[Object pointing dataset entries]
** start **

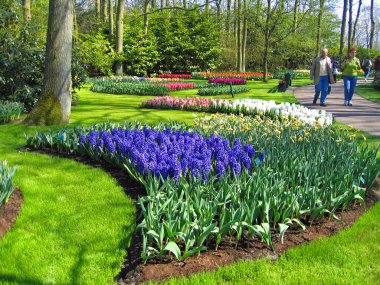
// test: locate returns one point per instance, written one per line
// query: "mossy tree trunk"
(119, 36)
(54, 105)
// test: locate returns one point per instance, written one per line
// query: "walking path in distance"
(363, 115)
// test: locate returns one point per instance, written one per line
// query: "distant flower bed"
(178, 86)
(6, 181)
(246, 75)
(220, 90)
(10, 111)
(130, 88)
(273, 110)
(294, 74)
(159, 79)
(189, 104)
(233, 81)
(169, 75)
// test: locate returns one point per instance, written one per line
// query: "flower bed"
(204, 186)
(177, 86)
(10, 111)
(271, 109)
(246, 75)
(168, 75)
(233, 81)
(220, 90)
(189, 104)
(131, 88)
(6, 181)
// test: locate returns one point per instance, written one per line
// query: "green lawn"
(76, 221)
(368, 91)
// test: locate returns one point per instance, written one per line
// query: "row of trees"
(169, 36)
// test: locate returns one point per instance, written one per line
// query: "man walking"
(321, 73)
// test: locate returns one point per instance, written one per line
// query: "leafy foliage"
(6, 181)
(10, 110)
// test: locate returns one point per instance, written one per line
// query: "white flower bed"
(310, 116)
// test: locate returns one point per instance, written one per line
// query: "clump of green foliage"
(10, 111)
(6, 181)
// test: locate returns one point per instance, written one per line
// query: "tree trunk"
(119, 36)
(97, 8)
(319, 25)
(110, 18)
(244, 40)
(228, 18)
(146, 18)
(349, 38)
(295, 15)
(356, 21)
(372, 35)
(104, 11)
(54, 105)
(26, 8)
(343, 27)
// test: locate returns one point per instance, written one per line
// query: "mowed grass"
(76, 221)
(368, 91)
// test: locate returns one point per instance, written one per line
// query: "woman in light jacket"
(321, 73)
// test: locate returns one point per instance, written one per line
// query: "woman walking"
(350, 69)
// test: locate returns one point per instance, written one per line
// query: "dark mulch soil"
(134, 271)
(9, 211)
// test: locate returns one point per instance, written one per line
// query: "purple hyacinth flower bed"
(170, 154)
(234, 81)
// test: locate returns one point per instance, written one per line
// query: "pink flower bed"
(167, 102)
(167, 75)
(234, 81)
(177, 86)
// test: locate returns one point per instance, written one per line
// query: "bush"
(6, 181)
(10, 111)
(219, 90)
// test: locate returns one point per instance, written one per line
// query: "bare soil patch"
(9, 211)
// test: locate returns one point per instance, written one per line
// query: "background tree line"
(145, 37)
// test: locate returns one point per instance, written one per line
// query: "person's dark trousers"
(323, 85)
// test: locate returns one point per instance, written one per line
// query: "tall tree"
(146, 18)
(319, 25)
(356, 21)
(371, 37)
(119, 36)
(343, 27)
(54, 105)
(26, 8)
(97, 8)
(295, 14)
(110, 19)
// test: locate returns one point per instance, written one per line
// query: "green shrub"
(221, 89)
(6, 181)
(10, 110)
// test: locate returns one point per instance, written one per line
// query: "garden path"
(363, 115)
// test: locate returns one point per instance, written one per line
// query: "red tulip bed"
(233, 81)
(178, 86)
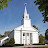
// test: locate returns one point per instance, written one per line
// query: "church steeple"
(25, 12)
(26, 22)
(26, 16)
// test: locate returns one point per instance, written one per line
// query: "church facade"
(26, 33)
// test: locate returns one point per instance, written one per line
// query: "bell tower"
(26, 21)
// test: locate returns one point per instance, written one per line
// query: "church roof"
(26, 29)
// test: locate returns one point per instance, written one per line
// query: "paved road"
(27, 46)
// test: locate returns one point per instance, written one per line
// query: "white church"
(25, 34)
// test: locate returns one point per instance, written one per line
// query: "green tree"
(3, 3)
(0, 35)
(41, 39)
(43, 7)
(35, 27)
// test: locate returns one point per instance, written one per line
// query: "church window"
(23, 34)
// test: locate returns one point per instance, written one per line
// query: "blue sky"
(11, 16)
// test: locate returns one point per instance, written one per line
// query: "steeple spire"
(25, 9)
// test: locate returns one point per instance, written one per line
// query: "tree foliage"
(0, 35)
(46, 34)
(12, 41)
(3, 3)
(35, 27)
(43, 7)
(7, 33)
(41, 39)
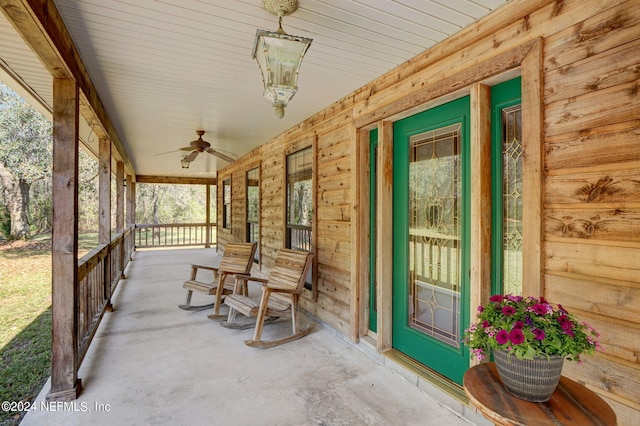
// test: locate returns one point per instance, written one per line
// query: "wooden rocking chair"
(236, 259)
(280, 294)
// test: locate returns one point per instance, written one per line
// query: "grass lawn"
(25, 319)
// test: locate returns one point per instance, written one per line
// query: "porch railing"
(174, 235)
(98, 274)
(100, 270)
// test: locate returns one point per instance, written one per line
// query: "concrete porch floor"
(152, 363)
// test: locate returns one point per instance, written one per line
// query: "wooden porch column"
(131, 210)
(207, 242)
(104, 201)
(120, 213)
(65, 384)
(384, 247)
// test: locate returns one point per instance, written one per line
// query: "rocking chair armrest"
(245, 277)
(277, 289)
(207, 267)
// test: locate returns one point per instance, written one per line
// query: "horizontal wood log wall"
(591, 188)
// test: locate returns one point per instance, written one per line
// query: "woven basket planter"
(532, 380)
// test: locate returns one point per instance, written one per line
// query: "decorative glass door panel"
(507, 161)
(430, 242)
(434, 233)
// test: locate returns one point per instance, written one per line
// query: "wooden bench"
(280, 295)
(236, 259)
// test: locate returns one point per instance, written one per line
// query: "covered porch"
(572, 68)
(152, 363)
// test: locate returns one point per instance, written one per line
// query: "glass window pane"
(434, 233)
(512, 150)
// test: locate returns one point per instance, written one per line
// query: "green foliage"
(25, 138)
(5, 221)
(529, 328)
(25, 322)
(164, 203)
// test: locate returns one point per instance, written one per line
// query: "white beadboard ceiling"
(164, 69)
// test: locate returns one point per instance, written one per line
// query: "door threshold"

** end **
** start **

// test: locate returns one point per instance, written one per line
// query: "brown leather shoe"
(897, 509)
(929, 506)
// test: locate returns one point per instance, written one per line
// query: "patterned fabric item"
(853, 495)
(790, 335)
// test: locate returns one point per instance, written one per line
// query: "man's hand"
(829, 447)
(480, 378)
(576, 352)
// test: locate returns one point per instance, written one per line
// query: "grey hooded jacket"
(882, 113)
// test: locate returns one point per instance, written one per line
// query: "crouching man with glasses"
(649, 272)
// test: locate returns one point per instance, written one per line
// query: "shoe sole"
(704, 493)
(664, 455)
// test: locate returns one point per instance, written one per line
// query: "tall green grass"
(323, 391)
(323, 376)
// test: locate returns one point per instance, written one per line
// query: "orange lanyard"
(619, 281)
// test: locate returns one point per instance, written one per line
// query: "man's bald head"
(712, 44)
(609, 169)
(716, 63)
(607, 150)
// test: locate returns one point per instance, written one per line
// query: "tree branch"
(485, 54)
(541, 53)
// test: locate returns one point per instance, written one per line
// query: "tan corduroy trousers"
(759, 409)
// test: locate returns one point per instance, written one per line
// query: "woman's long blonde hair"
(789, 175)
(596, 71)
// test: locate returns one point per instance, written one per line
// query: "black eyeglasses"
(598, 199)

** end **
** start **

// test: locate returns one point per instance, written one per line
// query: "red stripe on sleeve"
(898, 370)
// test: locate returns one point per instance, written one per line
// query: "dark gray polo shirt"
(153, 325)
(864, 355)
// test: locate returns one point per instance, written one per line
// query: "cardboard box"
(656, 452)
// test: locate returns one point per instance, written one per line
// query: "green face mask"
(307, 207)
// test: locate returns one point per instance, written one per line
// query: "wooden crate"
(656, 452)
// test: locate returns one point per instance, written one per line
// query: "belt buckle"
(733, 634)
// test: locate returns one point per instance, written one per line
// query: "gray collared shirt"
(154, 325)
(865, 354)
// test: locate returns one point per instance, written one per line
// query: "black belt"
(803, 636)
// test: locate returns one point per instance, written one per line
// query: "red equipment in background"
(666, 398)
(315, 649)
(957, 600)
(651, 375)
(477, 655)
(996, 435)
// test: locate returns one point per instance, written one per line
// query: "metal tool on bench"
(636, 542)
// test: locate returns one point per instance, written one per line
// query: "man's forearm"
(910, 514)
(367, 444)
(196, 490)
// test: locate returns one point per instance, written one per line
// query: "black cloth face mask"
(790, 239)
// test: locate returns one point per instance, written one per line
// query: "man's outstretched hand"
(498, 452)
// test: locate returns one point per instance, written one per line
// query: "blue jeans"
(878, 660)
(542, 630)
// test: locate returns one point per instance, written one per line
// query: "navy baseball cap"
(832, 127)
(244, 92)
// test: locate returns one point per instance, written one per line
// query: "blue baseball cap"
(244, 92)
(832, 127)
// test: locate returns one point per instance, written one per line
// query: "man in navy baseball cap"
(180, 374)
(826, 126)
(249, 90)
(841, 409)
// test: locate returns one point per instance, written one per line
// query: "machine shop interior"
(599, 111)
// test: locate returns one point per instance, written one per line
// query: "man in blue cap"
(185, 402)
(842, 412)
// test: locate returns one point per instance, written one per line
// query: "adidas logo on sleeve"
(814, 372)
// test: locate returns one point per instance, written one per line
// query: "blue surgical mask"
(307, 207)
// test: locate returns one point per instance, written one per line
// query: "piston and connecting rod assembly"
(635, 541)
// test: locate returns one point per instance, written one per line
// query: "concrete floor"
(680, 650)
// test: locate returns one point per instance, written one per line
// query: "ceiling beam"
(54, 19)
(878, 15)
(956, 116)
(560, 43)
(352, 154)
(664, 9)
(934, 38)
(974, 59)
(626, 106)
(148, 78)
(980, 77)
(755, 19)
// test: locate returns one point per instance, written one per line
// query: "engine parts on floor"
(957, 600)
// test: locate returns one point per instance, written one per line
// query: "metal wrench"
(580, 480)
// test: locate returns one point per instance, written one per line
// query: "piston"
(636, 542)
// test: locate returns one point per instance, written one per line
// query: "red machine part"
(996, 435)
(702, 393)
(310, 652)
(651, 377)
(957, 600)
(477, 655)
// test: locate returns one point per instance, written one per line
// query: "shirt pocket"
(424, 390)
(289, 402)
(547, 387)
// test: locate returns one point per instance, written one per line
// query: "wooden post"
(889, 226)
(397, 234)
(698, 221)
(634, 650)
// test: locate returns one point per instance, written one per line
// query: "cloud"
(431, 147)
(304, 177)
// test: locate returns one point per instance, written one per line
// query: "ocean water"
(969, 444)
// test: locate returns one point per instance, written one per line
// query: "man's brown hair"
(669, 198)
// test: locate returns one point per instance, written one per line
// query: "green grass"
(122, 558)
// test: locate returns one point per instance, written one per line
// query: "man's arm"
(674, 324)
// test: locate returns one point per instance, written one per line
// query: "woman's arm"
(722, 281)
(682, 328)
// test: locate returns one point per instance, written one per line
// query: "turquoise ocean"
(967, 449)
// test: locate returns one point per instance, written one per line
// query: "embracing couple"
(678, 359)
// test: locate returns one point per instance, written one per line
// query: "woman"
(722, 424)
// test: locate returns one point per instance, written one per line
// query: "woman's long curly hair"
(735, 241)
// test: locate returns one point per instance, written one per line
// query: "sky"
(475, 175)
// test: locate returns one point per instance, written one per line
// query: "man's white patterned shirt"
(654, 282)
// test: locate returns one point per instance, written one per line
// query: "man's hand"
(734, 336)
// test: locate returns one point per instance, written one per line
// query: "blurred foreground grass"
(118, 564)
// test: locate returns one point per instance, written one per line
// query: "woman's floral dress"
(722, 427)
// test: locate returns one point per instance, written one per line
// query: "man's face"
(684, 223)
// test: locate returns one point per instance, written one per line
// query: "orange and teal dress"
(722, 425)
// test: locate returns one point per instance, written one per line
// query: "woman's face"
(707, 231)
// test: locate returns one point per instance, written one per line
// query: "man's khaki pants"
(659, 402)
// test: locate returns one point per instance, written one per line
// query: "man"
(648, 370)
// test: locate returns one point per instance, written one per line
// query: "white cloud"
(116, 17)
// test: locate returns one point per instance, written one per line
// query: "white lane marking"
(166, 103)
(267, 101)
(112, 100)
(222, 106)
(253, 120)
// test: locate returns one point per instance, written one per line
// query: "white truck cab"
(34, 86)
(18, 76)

** end **

[GOAL] Count the lines in the entries that contain the string "woman". Reply with the number alone.

[EXPECTED ANSWER] 8